◆ REQUIREMENT A:
Select every line of the records that contains the word "body", matching case exactly.

··· EXCERPT ···

From Christ first and then the Council of Jerusalem (Acts 15 and Galatians 2) was the first Church Council, attended by the Apostles.

The first Ecumenical (world-wide) Council was called by the Roman Emperor Constantine the Great with Pope Saint Sylvester I sitting on the Throne of Peter as the 33rd successor of Christ’s appointed Apostle. The site was the city of Nicaea, just south of Constantinople in Asia Minor in 325. This council answered Arius and condemned the Arian heresy and defined the Consubstantiality of the Son with the Father.

“We believe in one God the Father all powerful, maker of all things both seen and unseen. And in one Lord Jesus Christ, the Son of God, the only-begotten begotten from the Father, that is from the substance [Gr. ousias, Lat. substantia] of the Father, God from God, light from light, true God from true God, begotten [Gr. gennethenta, Lat. natum] not made [Gr. poethenta, Lat. factum], CONSUBSTANTIAL [Gr. homoousion, Lat. unius substantiae (quod Graeci dicunt homousion)] with the Father, through whom all things came to be, both those in heaven and those in earth; for us humans and for our salvation he came down and became incarnate, became human, suffered and rose up on the third day, went up into the heavens, is coming to judge the living and the dead. And in the holy Spirit.

And those who say
“there once was when he was not”, and “before he was begotten he was not”, and that
he came to be from
things that were not, or
from another hypostasis [Gr. hypostaseos] or substance [Gr. ousias, Lat. substantia],
affirming that the Son of God is subject to change or alteration
these the catholic and apostolic church anathematises”

··· RECORD SET ···

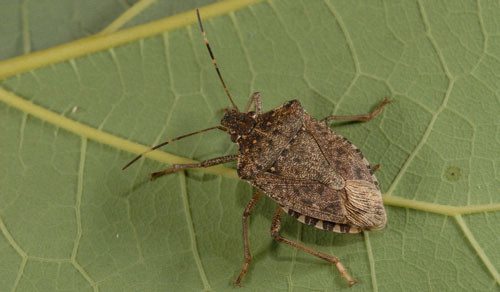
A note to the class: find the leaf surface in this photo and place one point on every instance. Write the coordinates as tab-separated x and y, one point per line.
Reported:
71	220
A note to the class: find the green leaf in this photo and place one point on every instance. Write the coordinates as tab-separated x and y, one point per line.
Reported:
71	220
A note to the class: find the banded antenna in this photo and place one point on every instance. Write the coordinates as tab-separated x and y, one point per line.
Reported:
213	61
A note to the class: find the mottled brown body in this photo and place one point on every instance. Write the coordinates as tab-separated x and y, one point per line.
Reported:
314	174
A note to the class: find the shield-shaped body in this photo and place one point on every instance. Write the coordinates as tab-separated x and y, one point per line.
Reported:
313	173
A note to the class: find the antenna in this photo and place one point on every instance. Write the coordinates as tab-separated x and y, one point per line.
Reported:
213	61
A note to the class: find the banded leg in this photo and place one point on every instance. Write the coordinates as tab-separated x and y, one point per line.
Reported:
206	163
275	229
246	247
256	99
360	118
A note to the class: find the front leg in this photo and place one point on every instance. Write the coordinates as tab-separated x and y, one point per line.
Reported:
246	246
275	233
206	163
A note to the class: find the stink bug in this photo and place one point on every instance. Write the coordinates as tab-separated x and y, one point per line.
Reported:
314	174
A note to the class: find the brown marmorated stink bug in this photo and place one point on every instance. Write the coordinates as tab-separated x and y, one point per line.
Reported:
314	174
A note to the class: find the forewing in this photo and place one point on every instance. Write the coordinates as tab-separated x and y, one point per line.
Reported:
272	133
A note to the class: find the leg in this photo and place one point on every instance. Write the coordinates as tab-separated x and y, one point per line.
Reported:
257	100
206	163
246	248
275	229
360	118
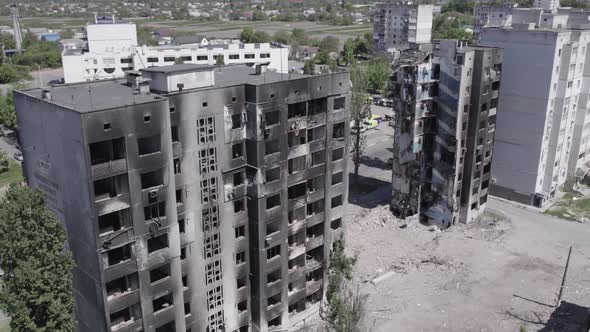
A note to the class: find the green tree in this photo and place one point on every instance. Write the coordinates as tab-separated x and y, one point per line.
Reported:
282	36
461	6
299	36
247	35
309	67
377	74
330	44
7	73
7	110
359	110
4	164
344	307
7	40
37	281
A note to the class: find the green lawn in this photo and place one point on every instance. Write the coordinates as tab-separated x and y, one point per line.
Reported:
572	206
14	174
4	326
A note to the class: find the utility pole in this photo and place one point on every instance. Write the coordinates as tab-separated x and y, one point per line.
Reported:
567	263
18	37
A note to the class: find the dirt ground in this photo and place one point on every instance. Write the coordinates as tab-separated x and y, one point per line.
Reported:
498	274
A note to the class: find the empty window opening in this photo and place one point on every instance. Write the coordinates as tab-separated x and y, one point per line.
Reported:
296	138
118	255
272	118
183	253
237	150
160	273
296	215
273	276
158	243
315	207
318	158
236	121
177	169
317	106
273	201
238	178
242	306
296	110
337	178
240	231
105	151
272	301
147	145
297	190
154	211
272	174
113	221
297	164
339	103
240	258
273	227
239	205
187	308
338	130
336	223
241	282
152	179
179	196
110	187
174	132
122	285
181	225
316	133
337	154
272	146
273	252
163	302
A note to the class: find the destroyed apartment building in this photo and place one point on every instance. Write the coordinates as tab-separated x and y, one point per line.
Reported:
445	100
195	198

···

◆ REQUIREMENT B:
Copy the passage on the Council of Nicaea from "The first Ecumenical" to "with the Father.", word for word.

◆ TASK ANSWER A:
A note to the class: find the mottled brown body in this photo and place one point on every instance. Write the coordinates as tab-separated x and y, one point per line.
A note to the class: find the shield-shaped body in this photo and place one point on every instance. Write the coordinates as tab-separated x and y, one point per line.

◆ TASK ANSWER B:
The first Ecumenical (world-wide) Council was called by the Roman Emperor Constantine the Great with Pope Saint Sylvester I sitting on the Throne of Peter as the 33rd successor of Christ’s appointed Apostle. The site was the city of Nicaea, just south of Constantinople in Asia Minor in 325. This council answered Arius and condemned the Arian heresy and defined the Consubstantiality of the Son with the Father.